::: RECORDED DATA :::

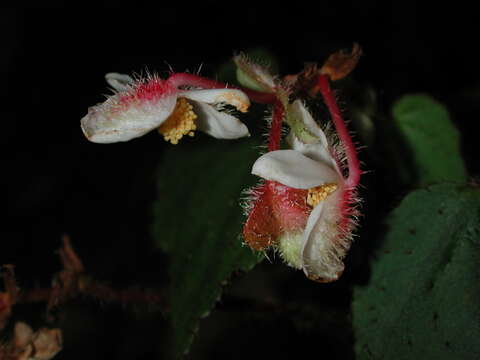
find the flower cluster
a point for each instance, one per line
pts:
(304, 206)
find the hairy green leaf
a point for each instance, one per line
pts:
(432, 141)
(228, 72)
(198, 221)
(423, 298)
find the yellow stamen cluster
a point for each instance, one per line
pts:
(180, 122)
(319, 193)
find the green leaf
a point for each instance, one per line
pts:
(228, 72)
(423, 298)
(198, 222)
(432, 141)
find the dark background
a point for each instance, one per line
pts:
(54, 181)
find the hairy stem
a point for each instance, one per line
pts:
(353, 163)
(276, 126)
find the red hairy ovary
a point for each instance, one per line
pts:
(150, 90)
(276, 209)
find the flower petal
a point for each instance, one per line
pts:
(113, 121)
(218, 124)
(292, 168)
(232, 97)
(318, 151)
(120, 82)
(323, 250)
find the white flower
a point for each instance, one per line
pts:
(318, 248)
(138, 107)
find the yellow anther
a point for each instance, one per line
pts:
(319, 193)
(181, 122)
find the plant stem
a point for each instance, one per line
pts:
(353, 163)
(276, 126)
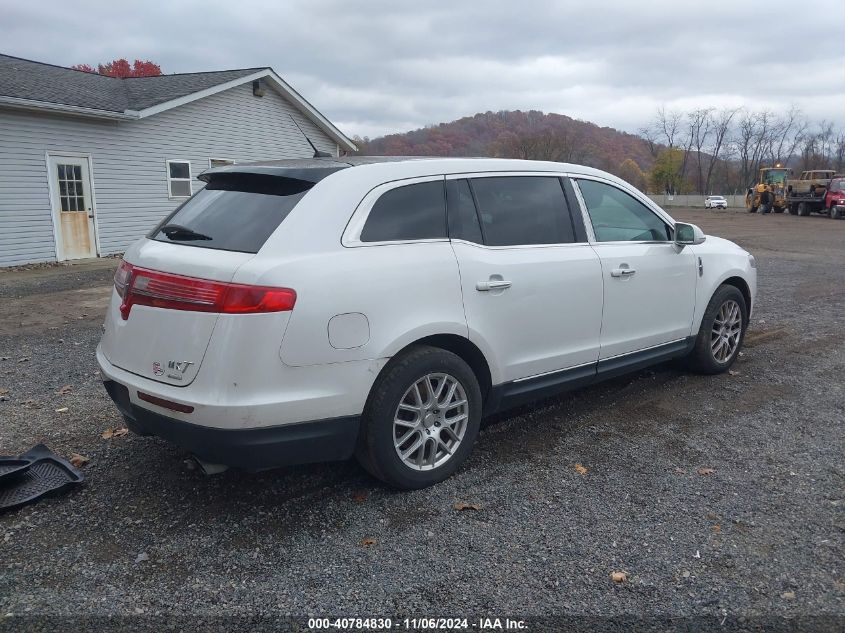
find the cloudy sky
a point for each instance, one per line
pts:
(375, 67)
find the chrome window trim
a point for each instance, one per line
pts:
(637, 195)
(351, 237)
(518, 246)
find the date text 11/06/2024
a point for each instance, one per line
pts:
(415, 624)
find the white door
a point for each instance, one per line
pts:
(532, 297)
(73, 211)
(649, 282)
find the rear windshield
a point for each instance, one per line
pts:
(235, 213)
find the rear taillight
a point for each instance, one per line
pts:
(122, 276)
(139, 286)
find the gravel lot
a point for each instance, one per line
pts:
(762, 536)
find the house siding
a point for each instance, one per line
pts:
(128, 162)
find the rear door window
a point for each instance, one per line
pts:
(407, 213)
(619, 217)
(237, 212)
(522, 210)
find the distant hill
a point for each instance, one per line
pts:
(517, 134)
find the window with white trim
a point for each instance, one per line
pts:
(220, 162)
(179, 178)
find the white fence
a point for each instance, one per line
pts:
(694, 200)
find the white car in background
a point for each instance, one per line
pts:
(308, 310)
(715, 202)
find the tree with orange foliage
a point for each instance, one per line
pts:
(121, 68)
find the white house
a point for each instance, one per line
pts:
(90, 163)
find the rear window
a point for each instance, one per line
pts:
(235, 213)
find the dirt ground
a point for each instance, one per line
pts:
(762, 537)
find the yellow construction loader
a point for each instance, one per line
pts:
(769, 194)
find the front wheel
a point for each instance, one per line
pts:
(421, 419)
(721, 333)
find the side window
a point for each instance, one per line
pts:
(522, 210)
(463, 220)
(179, 179)
(619, 217)
(410, 212)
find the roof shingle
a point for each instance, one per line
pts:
(25, 79)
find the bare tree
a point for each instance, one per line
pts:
(721, 127)
(700, 126)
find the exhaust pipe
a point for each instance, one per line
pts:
(210, 469)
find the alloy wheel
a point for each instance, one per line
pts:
(727, 328)
(430, 421)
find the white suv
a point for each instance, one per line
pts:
(313, 310)
(715, 202)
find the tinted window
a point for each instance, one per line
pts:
(463, 220)
(619, 217)
(237, 214)
(517, 210)
(411, 212)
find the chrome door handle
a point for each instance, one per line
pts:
(495, 284)
(622, 272)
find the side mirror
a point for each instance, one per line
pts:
(686, 234)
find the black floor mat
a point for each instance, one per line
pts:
(33, 475)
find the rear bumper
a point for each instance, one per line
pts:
(253, 448)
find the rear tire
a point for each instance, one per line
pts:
(409, 406)
(721, 333)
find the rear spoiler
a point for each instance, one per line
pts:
(305, 171)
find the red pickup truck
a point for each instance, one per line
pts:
(834, 198)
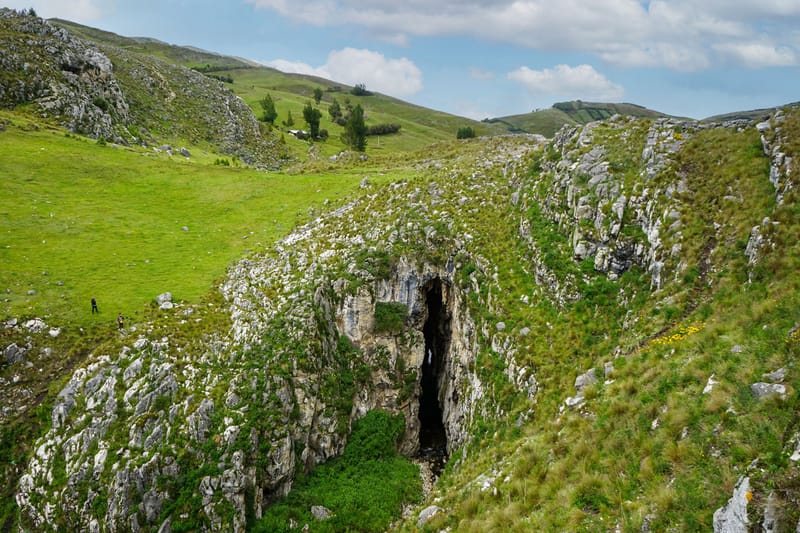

:::

EXERCISE AIM: Rewrite the data from the line containing "find the distant hill" through the end of the data, both ends included, adding 70 to each number in every coordinate pair and keeping the other lines unchanged. Leave the pictures out.

WRITTEN REPLY:
find the distant hill
a point for each instance, one per line
pts:
(587, 204)
find the window with white trim
a point for each instance, one per line
pts:
(290, 232)
(249, 248)
find the white fence
a point for each instance, one per line
pts:
(764, 270)
find the white car in background
a point for each instance, one per line
pts:
(378, 380)
(785, 272)
find the tree with orange foliage
a point for each instance, one per line
pts:
(191, 138)
find the white house
a point for each instance, one per line
pts:
(160, 233)
find the rear window
a point for each instance, one per line
pts:
(305, 283)
find the dirt ground
a point for each instance, one per line
pts:
(832, 607)
find the yellow construction loader
a point for each instance, one per line
pts:
(839, 264)
find the front wheel
a point for each instance, one per line
pts:
(491, 489)
(791, 403)
find the side window
a point for each instance, one per line
pts:
(592, 280)
(533, 290)
(249, 249)
(689, 287)
(480, 282)
find the roof shingle
a point for each instance, one per line
pts:
(95, 149)
find the bare tree
a point for each instance, one per line
pts:
(791, 197)
(770, 196)
find the exhaust pipe
a point for each instance, one per line
pts:
(280, 539)
find the alloy wheel
a point for each instance, one per line
pts:
(797, 398)
(500, 491)
find the white suv
a point for each instance, one per line
pts:
(383, 380)
(785, 272)
find the tinted window
a point for each instance, one per line
pts:
(533, 290)
(689, 287)
(307, 284)
(587, 280)
(481, 282)
find the chrome door handle
a point for each instance, one per line
pts:
(565, 354)
(692, 342)
find the side mirror
a point for each instance, one per line
pts:
(756, 304)
find the black floor mat
a point for each instance, one per line
pts:
(103, 545)
find the rear bumper
a point for each instance, one per line
pts:
(323, 518)
find the rear tire
a point for each instance, one per line
pts:
(479, 476)
(791, 403)
find the rear spoiler
a point for each instance, one per line
pts:
(375, 241)
find the red pickup truck
a point for each instance, one per line
pts:
(904, 268)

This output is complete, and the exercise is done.